TASK TO COMPLETE: Nothing in the listing may change. Repeat all of it.

TASK INPUT:
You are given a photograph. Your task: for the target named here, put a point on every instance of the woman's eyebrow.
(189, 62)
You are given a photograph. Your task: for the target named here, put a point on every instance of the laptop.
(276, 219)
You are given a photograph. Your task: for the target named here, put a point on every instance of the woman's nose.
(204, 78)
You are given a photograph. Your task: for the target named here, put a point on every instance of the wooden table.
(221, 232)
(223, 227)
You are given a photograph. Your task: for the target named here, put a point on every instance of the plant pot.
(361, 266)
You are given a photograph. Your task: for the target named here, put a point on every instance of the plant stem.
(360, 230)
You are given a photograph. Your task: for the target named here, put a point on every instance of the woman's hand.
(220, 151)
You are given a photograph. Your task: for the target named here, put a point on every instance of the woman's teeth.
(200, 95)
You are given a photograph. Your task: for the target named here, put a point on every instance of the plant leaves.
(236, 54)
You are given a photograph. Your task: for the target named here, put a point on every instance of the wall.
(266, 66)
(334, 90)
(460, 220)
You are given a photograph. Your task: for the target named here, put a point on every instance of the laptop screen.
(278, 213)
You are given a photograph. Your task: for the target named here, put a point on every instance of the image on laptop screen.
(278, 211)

EXERCISE RESULT:
You are given a photograph. Your task: for the target named here, put a point on every instance of the woman's eyebrow.
(189, 62)
You are given a photograph. Your task: for the target named here, put a point on every instance of the laptop.
(276, 219)
You are given a photograph. Your task: for the target named here, put a point on every instance of the woman's nose.
(204, 78)
You are given a photograph. Your task: for the target named here, put a point on every instance of the wooden table.
(221, 232)
(223, 227)
You are given a photograph. Your task: for the target named here, put a point on every instance of the plant pot.
(361, 266)
You are given a photograph. Your task: for the target named here, put a point on every instance of the plant stem.
(360, 230)
You are given a photograph. Your task: for the target named here, put a point on every instance of the woman's hand.
(220, 151)
You are given a photograph. Your task: for the target named here, put a point on every instance of the woman's teeth.
(200, 95)
You are given a photograph. Your task: for the target named here, put a point on every instance of the plant leaves.
(236, 54)
You are given a photograph. Your task: for the target named here, put a point on every instance of the wall.
(266, 66)
(334, 90)
(460, 220)
You are given a photograph. Your task: for the target named here, put a point on every instance of the laptop screen.
(278, 213)
You are given a photograph. Your task: for the target named here, put a point on every instance of the image on laptop screen.
(278, 211)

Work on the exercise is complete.